● **Record set**:
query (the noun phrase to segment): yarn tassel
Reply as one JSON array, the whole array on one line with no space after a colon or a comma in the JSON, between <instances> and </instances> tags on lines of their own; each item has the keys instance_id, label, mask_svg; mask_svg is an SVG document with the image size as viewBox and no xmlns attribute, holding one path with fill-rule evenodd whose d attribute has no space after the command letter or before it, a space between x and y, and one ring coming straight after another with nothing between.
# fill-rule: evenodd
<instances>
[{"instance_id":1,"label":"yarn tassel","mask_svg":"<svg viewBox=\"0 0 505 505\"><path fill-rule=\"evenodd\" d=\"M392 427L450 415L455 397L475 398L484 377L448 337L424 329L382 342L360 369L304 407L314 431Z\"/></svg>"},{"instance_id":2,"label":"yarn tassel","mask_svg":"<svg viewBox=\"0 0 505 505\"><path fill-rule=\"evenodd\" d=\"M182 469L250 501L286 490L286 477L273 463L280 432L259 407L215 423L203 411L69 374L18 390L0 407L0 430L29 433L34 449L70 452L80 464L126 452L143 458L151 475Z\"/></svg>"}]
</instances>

● **What you have to do**:
List every line of the entries above that contains the string "instances".

● **Result below**:
Reply as one JSON array, the whole array on one line with no space after a colon or a comma in the JSON, between <instances> and </instances> tags on lines of their own; each item has the keys instance_id, label, mask_svg; mask_svg is an SVG document with the image size as viewBox and no xmlns attribute, holding one path with fill-rule evenodd whose d attribute has no space after the command letter or before it, a space between x and y, and one ring coming straight after another with nothing between.
<instances>
</instances>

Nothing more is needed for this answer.